依頼文 1:
以下に示す行のうち、文字列「mountain」を含むものをすべて抜き出しなさい。大文字と小文字は区別すること。

抜粋:
+ + +

フランスのユベール・シャルエル監督は1985年生まれの男性で、農家出身でしたが映画を志し、2011年にフェミスを卒業。『Bloody Milk』が第1作で、家畜が伝染病に感染して苦悩する若い農場主の物語だとのこと。なぜコンペでなく特別上映扱いになったのか分からないのですが、自らの出自を題材にしていることから「特別」になったのかもしれません。ちょっと興味をそそられますね。

ティエリー・ドゥ・プレッティ監督もコルシカ島出身のフランス人で、1970年生まれの男性。演劇界で演出を手掛け、映画では俳優として出演したのち、2013年に『Les Apaches』でカンヌ「監督週間」入りを果たしています。今作『A Violent Life』が長編2作目。コルシカの暗部を主題にした作品で(前作もコルシカが舞台だった)、これまた監督自らのルーツを扱っているようです。

以上、「批評家週間」の長編作品をチェックしてみました。本数が絞られている分、個々のクオリティーは毎年高く、必ず発見があります。上映劇場がメイン会場と少し離れているのでハシゴが難しいのですが、やはりきっちりと通いたい部門です。

【ACID部門】
カンヌといえば「コンペ」「ある視点」「監督週間」「批評家週間」と思っている人も多いかもしれませんが、「ACID」という部門がここ数年存在感を増してきています。

ACIDはAssociation du Cinema Independent pour sa Diffusionの略で、「インディペンデント映画普及協会」と訳せばいいでしょうか。インディペンデントの監督たちで作っている組織で、1992年に発足し、カンヌでは1993年から自主的に部門を開設しています。配給会社やセールス会社のついていない作品、つまりは監督が自ら上映に向けて行動しなければならない作品群が紹介されます(もっとも、カンヌで上映されるまでには会社がついていることも多く、これもカンヌで部門を持つメリットであるのは間違いないでしょう)。

僕も数年前まではACIDにまで手が回らなかったのですが、注目作が上映されることが増え、同僚たちと手分けしてなるべく見るようにしています。今年はさらに充実しているとの下馬評が届くので、チェックしないわけにいきません。

マリアナ・オテロ監督(仏)『L’assemblee』
Maryam Goormaghtigh監督(仏/イラン?)『Avant la fin de l’ete』
マリー・デュモラ監督(仏)『Belinda』
イラン・クリッパー監督(仏)『Le ciel etoile au dessus de ma tete』
クリスチャン・ソンドレゲール監督(仏)『COBY』
リラ・ピネル監督&クロエ・マイユ監督(仏)『Kiss and Cry』
チャン・タオ監督(中)『Last Laugh』
クリストフ・アグー監督(仏)『Sans Adieu』
マタン・ヤイル監督(イスラエル)『Scaffolding』

マリアナ・オテロ監督は『L’assemblee』が第4作目で、フランスの新しいデモ集会の形態を考察するドキュメンタリー。『Avant la fin de l’ete』はイラン出身(と思われる)監督の第1作長編ドキュメンタリーで、パリで5年過ごした後、イランへ帰国を決意する青年を友人たちが何とか引き留めようとする内容で、楽しそうです。『Belinda』はマリー・デュモラ監督の4本目となるドキュメンタリー。ベリンダという女性の9歳、15歳、23歳の姿が描かれるということで、それだけの年月カメラを回したのだろうか、それとも実験的な作品なのだろうか?

+ + +

作業対象の行:
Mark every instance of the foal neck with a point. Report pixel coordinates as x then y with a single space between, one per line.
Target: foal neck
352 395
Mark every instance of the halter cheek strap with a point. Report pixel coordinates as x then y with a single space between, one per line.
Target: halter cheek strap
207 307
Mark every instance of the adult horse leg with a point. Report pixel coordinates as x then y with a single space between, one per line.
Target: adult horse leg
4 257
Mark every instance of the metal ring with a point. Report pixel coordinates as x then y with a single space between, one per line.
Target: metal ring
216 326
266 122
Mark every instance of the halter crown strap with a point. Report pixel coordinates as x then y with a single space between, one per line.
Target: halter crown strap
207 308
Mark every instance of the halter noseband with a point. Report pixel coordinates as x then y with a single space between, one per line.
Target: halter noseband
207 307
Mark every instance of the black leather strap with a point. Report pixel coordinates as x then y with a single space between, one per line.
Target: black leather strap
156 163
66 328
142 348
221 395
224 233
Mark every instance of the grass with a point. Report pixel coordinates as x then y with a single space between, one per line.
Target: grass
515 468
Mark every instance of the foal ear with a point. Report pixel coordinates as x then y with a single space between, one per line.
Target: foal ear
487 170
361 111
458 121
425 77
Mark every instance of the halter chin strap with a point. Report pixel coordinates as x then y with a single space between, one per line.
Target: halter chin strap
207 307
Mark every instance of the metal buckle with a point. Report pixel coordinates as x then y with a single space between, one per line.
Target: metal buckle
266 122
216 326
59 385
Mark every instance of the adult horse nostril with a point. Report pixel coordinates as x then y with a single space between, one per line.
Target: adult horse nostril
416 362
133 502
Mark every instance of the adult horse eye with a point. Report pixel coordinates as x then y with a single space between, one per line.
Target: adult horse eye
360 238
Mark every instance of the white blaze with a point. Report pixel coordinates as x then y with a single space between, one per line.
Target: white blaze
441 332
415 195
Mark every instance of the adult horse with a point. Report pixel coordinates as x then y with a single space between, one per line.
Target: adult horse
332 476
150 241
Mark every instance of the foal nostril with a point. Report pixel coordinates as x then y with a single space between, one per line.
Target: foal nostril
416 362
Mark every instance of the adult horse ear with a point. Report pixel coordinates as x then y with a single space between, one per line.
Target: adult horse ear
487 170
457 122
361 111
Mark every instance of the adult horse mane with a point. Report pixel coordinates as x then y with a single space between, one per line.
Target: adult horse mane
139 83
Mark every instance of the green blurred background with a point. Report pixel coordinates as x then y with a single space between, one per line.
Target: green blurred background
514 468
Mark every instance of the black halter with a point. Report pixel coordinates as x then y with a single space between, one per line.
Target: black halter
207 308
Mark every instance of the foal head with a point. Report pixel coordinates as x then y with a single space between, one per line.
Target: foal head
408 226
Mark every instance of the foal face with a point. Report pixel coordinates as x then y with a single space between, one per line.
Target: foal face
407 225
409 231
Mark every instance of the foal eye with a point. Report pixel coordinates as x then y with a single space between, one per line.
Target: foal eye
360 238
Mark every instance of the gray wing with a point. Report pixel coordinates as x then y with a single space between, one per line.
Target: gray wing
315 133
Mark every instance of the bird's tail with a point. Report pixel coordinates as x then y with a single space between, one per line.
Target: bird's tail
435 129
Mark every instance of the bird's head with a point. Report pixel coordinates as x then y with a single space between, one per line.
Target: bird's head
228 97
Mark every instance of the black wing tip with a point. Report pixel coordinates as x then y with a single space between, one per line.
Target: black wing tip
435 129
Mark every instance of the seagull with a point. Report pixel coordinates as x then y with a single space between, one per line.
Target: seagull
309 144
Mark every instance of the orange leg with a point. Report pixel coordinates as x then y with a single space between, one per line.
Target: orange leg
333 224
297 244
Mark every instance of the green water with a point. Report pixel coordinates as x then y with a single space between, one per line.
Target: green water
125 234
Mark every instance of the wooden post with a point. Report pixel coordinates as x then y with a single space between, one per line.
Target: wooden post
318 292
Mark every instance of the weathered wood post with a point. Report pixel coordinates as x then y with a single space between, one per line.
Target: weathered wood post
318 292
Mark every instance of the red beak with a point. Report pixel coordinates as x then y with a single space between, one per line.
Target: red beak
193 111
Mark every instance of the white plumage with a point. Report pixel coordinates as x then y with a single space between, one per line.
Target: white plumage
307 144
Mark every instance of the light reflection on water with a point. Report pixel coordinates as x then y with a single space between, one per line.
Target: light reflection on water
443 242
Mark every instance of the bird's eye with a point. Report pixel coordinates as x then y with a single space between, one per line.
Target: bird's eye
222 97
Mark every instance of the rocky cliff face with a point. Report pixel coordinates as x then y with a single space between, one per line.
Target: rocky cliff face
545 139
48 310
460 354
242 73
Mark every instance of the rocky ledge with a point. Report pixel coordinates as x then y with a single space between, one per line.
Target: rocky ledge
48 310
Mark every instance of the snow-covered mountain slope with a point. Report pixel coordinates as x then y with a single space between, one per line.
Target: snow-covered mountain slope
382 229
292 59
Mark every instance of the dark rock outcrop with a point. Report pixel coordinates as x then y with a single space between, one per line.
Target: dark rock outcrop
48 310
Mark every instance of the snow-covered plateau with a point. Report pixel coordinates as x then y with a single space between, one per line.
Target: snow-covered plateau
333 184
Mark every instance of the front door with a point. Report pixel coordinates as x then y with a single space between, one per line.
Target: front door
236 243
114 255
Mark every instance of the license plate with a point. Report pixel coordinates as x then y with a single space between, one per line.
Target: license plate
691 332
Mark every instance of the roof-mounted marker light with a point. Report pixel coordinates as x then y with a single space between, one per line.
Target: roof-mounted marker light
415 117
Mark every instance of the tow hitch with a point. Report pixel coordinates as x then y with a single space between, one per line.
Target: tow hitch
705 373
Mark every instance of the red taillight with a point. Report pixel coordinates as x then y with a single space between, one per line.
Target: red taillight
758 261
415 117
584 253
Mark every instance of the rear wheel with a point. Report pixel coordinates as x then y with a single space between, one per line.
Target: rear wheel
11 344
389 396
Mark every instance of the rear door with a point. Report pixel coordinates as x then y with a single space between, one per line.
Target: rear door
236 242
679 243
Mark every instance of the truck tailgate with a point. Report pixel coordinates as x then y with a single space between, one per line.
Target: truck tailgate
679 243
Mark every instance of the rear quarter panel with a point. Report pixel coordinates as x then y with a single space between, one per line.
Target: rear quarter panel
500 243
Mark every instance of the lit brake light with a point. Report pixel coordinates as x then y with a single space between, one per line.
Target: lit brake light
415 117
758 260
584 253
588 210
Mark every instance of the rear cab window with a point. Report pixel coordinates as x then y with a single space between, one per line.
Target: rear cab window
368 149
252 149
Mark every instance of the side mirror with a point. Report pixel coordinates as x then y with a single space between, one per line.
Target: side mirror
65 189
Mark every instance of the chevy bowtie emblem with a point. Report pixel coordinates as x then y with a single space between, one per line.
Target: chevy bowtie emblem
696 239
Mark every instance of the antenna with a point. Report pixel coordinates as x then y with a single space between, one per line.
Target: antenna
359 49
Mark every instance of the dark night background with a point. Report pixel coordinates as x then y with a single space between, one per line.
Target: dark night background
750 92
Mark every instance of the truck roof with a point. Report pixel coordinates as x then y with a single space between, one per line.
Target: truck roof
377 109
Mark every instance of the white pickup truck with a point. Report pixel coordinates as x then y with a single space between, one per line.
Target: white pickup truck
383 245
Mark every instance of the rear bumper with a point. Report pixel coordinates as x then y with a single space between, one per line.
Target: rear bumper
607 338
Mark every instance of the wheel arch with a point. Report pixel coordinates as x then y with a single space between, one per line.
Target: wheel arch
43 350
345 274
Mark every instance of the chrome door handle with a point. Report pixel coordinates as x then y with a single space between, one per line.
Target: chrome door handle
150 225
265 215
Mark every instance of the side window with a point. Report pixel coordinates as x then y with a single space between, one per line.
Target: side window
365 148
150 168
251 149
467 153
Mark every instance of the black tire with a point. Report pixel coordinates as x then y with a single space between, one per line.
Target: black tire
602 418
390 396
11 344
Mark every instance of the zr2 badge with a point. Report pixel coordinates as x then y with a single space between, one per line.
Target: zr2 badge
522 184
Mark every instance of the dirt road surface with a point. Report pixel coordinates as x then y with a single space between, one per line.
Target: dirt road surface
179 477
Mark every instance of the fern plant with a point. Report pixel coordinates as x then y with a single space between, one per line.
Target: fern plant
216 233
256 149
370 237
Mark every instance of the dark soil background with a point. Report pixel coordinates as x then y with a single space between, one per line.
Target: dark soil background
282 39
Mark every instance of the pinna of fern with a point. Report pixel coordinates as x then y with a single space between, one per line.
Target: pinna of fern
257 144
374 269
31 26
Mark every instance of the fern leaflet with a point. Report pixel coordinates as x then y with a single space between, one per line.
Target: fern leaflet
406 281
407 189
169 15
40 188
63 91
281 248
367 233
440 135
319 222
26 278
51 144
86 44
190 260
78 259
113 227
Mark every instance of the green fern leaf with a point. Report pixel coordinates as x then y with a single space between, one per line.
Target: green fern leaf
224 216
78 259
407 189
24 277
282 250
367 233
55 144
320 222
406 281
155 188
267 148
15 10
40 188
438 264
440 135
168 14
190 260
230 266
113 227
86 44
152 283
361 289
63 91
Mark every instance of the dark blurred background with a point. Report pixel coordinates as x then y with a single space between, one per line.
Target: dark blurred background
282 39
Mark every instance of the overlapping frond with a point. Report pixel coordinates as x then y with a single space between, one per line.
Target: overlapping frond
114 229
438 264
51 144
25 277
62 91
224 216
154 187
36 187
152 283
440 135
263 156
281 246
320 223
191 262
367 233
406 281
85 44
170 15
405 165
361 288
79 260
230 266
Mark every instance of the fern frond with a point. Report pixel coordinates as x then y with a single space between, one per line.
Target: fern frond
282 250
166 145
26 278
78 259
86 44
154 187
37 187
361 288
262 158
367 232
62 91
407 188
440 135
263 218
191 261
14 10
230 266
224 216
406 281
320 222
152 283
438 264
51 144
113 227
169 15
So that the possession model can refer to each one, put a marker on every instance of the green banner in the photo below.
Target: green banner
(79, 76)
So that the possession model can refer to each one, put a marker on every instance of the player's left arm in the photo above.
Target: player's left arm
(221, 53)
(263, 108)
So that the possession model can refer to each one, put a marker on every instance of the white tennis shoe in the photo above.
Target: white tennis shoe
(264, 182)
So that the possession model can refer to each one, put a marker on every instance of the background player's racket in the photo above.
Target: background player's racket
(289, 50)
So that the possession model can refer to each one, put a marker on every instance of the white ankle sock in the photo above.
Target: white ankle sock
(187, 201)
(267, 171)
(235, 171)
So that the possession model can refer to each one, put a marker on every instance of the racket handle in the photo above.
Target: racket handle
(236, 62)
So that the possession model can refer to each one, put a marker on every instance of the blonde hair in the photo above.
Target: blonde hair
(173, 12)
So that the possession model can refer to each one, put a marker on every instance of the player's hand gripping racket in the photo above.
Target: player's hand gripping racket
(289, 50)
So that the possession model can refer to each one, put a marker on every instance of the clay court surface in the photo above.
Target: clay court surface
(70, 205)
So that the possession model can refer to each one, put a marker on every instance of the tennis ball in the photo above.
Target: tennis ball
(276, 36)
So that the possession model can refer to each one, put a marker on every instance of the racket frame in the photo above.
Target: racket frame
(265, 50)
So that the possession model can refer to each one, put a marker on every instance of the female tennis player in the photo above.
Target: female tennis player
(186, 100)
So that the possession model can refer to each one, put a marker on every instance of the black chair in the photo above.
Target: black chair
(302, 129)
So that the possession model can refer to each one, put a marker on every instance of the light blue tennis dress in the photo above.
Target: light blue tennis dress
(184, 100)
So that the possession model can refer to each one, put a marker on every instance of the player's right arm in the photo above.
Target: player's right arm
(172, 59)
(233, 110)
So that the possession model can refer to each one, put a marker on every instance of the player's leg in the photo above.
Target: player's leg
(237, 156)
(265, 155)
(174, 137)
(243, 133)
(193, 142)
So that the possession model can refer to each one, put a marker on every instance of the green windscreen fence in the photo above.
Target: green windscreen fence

+ + +

依頼文 2:
上の抜粋から、「僕も数年前まではACIDにま」で始まり「クリスチャン・ソンドレゲール監督(仏)『COBY』」に至るまでの部分を、一字一句変えずに出力しなさい。

作業結果 1:
Mark every instance of the snow-covered mountain slope with a point. Report pixel coordinates as x then y with a single space between, one per line.
Target: snow-covered mountain slope

作業結果 2:
僕も数年前まではACIDにまで手が回らなかったのですが、注目作が上映されることが増え、同僚たちと手分けしてなるべく見るようにしています。今年はさらに充実しているとの下馬評が届くので、チェックしないわけにいきません。

マリアナ・オテロ監督(仏)『L’assemblee』
Maryam Goormaghtigh監督(仏/イラン?)『Avant la fin de l’ete』
マリー・デュモラ監督(仏)『Belinda』
イラン・クリッパー監督(仏)『Le ciel etoile au dessus de ma tete』
クリスチャン・ソンドレゲール監督(仏)『COBY』